===== Extrait du document =====
Documenter son quotidien
Cette déroute rapproche d’un pays lointain vers lequel Hervé Guibert avait déjà cinglé sans l’atteindre. Si on excepte sa cosignature du scénario de L’Homme blessé (1983), qui n’est pas le film le plus mémorable de Patrice Chéreau, ce refoulé de l’Idhec (actuelle Femis) écrit dans Le Mausolée des amants : “Moi, j’écris sans trop de regrets, mais j’enrage du cinéma.” Tout à cette rage, il ne parviendra jamais à faire aboutir d’autres projets de films. Jusqu’au jour où…
En 1990, Pascale Breugnot, productrice pour la télévision d’émissions de “psycho-téléréalité” (Moi, je, Sexy Folies…), lui propose de s’autofilmer, équipé d’une caméra vidéo amateur et d’un pied. Le projet est simple : documenter son quotidien, un quotidien invasif et tyrannique, celui de sa maladie, le sida. Le tournage va durer de juin 1990 à mars 1991. Monté par Maureen Mazurek, “réduit” à une durée de soixante-deux minutes, titré La Pudeur ou l’Impudeur, ce documentaire impur sera diffusé sur TF1 en janvier 1992, quelques semaines après la disparition de Guibert le 27 décembre 1991. C’est donc un film d’outre-tombe, le premier et fatalement le dernier, un film sur le tard avant qu’il ne soit trop tard. Ce qu’il n’y a pas lieu de regretter en sortant les mouchoirs.
Techniquement imparfait (éclairage défaillant, son aléatoire, “Je suis nul avec les appareils”, confiait-il), ce premier dernier film incarne par son amateurisme même l’enfance tremblante du cinéma. La maîtrise est ailleurs, dans la mise en scène du réel et pas dans son hypothétique reproduction. A ce titre le Guibert-film n’est pas un testament, mais l’incarnation d’une rêverie de cinéma qui donne corps à une annotation troublante et prémonitoire écrite dans son journal (et publiée dans Le Protocole compassionnel en 1991) des années auparavant : “Si la mort ne survient pas, naturellement, à son extrémité, il faudra que mon corps, que toute mon énergie s’ébranle dans un projet de cinéma, sinon mon désir de cinéma n’aura été qu’un désir de mort.”
Le vent qui caresse les branches, une coupe de fruits, une table dressée et un lézard en goguette sur une pomme. En voix off, Guibert dit : “Observer un lézard perché sur la pomme dans laquelle j’ai croqué hier soir”
=====
• [Consigne à suivre]
Indiquez sur quelle chaîne et à quelle date le documentaire La Pudeur ou l'Impudeur a été diffusé, d'après l'extrait sur Hervé Guibert. Les entrées n'ont aucun lien avec l'extrait sur Hervé Guibert.
===== Matériel fourni =====
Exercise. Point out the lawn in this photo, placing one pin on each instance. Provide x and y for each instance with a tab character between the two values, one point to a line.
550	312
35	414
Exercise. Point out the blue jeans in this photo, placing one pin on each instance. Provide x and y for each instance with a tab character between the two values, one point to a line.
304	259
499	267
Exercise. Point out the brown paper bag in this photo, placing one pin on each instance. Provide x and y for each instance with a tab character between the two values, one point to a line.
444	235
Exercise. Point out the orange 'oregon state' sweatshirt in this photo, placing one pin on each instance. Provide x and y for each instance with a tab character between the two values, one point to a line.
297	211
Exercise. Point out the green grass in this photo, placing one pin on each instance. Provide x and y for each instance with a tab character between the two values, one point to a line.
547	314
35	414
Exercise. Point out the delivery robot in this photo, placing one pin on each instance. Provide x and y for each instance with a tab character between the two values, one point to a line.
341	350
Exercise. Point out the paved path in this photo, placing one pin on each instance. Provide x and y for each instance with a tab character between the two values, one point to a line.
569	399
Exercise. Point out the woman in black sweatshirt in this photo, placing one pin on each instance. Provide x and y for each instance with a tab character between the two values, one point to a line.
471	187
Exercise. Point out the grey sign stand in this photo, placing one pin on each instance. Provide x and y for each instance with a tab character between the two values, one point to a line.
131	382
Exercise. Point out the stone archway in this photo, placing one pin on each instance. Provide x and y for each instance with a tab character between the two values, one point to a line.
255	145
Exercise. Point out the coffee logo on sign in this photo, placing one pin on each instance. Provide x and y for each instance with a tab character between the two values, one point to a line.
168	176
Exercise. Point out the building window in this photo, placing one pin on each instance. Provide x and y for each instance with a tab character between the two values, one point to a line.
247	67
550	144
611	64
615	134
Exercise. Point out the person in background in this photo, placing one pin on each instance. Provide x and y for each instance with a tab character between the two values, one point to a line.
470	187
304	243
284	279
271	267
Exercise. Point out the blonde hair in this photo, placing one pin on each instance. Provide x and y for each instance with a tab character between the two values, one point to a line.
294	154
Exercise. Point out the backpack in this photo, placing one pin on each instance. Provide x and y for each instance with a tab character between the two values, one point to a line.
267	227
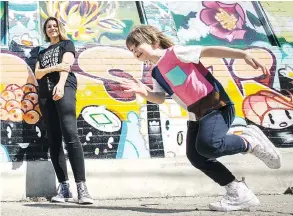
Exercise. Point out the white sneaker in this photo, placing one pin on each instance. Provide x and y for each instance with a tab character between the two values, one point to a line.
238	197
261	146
=====
===== Matériel fourni =====
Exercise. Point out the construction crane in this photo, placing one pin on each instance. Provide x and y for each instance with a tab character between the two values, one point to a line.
=====
• [Résultat obtenu]
Il a été diffusé sur TF1 en janvier 1992.